### Exercise aim
Nothing may be added, dropped, or altered; restate the listing word for word.

=== Listed records ===

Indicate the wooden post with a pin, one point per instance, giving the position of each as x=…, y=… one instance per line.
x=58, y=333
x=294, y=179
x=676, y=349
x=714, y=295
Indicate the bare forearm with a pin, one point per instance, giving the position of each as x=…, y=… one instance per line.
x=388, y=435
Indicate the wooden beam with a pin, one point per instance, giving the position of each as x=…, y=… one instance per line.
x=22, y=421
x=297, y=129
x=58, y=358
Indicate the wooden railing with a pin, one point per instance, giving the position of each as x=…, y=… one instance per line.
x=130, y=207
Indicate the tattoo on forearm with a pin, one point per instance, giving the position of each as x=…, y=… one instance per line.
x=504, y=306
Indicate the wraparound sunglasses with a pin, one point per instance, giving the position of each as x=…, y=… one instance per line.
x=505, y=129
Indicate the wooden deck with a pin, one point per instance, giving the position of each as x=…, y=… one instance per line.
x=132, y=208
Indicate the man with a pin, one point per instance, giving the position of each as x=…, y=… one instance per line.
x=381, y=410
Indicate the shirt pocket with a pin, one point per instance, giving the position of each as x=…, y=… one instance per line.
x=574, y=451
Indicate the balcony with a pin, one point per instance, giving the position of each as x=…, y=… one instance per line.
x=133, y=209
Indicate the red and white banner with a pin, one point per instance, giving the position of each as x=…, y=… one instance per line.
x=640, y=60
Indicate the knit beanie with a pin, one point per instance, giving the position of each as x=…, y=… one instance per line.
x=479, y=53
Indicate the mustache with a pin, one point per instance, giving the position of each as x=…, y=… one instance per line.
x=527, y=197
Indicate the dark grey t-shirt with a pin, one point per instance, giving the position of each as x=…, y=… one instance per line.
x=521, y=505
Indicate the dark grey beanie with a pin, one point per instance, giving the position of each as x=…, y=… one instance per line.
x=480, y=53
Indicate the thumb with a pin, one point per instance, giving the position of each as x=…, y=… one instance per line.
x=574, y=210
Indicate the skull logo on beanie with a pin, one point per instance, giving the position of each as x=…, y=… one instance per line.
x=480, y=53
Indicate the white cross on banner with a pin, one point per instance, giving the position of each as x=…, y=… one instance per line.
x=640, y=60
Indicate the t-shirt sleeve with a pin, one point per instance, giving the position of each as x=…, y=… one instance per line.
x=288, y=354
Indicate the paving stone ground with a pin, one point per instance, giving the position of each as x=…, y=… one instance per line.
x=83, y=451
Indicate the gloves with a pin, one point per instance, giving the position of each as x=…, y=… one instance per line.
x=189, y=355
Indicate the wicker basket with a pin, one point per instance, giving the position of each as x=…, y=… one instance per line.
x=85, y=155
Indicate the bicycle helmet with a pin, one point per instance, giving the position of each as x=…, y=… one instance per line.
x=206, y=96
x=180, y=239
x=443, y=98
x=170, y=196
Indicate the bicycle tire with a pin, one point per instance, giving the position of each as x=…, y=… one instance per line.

===

### Written response
Indicate the wooden post with a pin, one point per instance, giving the position of each as x=…, y=… one instance per line.
x=58, y=333
x=294, y=179
x=676, y=349
x=714, y=295
Indicate the bare forearm with a pin, one point per instance, giving the position of each as x=…, y=… one instance per line.
x=388, y=435
Indicate the wooden beam with a pin, one point per instance, giving the position of each as x=…, y=… one instance per line.
x=22, y=421
x=297, y=129
x=58, y=358
Indicate the wooden railing with a pin, one point per instance, giving the position of each as x=…, y=… one instance per line.
x=130, y=207
Indicate the tattoo on forearm with a pin, one point per instance, giving the position of each as x=…, y=… one instance per line.
x=504, y=306
Indicate the wraparound sunglasses with a pin, one point per instance, giving the position of each as x=…, y=… one instance per line.
x=505, y=129
Indicate the wooden deck with a pin, one point per instance, giving the position of each as x=…, y=… one instance per line.
x=132, y=208
Indicate the man with a pin, one point per instance, giving the position of each as x=…, y=… one instance per line.
x=381, y=410
Indicate the shirt pocket with a pin, one point per instance, giving the position of each as x=…, y=… one instance per line.
x=574, y=451
Indicate the balcony with a pin, one point per instance, giving the position of each as x=…, y=… one instance per line.
x=133, y=209
Indicate the red and white banner with a pin, one point per instance, giving the position of each as x=…, y=… one instance per line.
x=640, y=60
Indicate the knit beanie with a pin, one point per instance, giving the position of each as x=…, y=… one instance per line.
x=479, y=53
Indicate the mustache with a pin, one point per instance, giving the position of each as x=…, y=… one instance per line.
x=527, y=197
Indicate the dark grey t-shirt with a pin, one point per instance, giving the position of each as x=…, y=… one instance per line.
x=521, y=505
Indicate the dark grey beanie with a pin, one point per instance, giving the position of each as x=…, y=… one instance per line.
x=480, y=53
Indicate the thumb with a pin, one point per instance, giving the position of each as x=…, y=… one instance per line.
x=574, y=210
Indicate the skull logo on beanie with a pin, one point per instance, giving the position of each as x=…, y=… one instance per line.
x=480, y=53
Indicate the white cross on banner with a pin, one point per instance, giving the position of each as x=…, y=… one instance per line.
x=640, y=60
Indicate the t-shirt sleeve with a pin, one point per instance, giving the position of each as x=…, y=… one instance per line.
x=288, y=354
Indicate the paving stone ground with a pin, one point per instance, giving the position of each as x=…, y=… one instance per line.
x=83, y=451
Indicate the gloves with a pin, one point per instance, giving the position of each as x=…, y=… one instance per line.
x=189, y=355
Indicate the wicker basket with a pin, one point per instance, giving the position of each as x=…, y=… one instance per line.
x=85, y=155
Indicate the bicycle helmet with a pin, one point per instance, giving the position of each as x=…, y=… one instance per line.
x=206, y=96
x=180, y=239
x=443, y=98
x=170, y=196
Indicate the bicycle tire with a pin, one point per instance, giving the position of each as x=…, y=… one instance per line.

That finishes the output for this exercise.